Pictures appear among the records. Write out all else exactly as it stands.

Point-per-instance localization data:
###
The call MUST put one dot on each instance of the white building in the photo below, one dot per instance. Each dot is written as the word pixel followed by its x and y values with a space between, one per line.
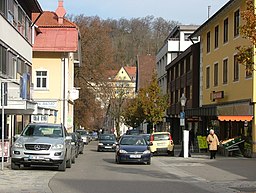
pixel 177 42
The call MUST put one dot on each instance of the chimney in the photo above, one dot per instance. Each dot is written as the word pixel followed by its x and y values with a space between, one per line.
pixel 60 11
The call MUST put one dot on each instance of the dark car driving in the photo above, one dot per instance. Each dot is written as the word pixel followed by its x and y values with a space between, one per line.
pixel 107 142
pixel 133 148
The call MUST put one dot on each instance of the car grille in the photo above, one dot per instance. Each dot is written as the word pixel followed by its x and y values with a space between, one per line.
pixel 37 147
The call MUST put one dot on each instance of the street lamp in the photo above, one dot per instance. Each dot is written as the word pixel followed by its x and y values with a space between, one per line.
pixel 185 143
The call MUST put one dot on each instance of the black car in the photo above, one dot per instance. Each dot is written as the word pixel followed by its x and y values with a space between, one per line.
pixel 133 148
pixel 107 142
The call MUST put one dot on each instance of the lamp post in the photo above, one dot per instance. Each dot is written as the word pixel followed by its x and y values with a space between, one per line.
pixel 185 143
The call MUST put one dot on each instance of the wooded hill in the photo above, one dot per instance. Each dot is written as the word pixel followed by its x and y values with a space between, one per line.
pixel 109 44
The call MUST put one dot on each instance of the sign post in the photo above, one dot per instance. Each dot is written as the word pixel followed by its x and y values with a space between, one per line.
pixel 3 103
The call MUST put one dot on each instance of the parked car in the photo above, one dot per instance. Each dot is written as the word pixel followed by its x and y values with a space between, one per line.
pixel 161 142
pixel 85 136
pixel 107 142
pixel 42 144
pixel 146 137
pixel 133 148
pixel 80 143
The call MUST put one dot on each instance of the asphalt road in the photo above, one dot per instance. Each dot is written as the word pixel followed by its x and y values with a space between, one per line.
pixel 97 172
###
Response box:
The call MUST put one dot on each instance of the white building in the photo below, one dot per instance. Each dot is written as the word pixel followed by its x and y values with a space between, one per line.
pixel 177 42
The call MUST put one dot on each instance of the chimney in the photo above, one dot per instance. Each dot is written as the word pixel followed by its x and y values with a space between, one per line.
pixel 60 11
The call MUST put one dot on each instance of the dark car driving in the photo above, one dot per instance. Each dot is written as the word pixel followed by its x and y values with a space between, one per line.
pixel 107 142
pixel 133 148
The call MUST put one dot on each instance of the car grille in the photo above, one dot per instance. Each dot is written as the word pixel followed by its x and y values with a space between, one per line.
pixel 37 147
The call MUST put one dot on each instance of the street lamp in the photo above, one dot per instance. Each dot is written as the word pixel followed by its x and y values with a space between, one per line.
pixel 185 143
The call MUST put one dot on each instance of the black car in the photo above, one dot per instance. Each dot is written as the word pixel followed by its x and y values with a space between, one per line.
pixel 133 148
pixel 107 142
The call MUST put one dot on each instance of the lamp post in the photo above, one dot per instance. Each dot is written as the word pixel followed by its x and y values with a space between, one per line.
pixel 185 143
The call MUST put one dot on each instance of the wooded hill in the photo above, one dot per instance. Each dot is written as the word pixel followed by its x and y values with a space between, one per line.
pixel 109 44
The call MUST put one dot on each instance of the sign post in the photo above, one dot per instance. Each dot is written as the word pixel followed by its x and y values with a space between, one per line.
pixel 3 103
The call MUST put one dot on each instance of the parked car in the photo above, one dot per instance. Each dot is written as the word pixel followed by its x and y values with a space between, one per line.
pixel 161 142
pixel 85 136
pixel 107 142
pixel 42 144
pixel 146 137
pixel 133 148
pixel 80 143
The call MUST put one dot on each instance of the asphalt road in the photo above, one dot per instance. Each dot is written as the word pixel followed by its x and y values with a space between, one per line.
pixel 97 172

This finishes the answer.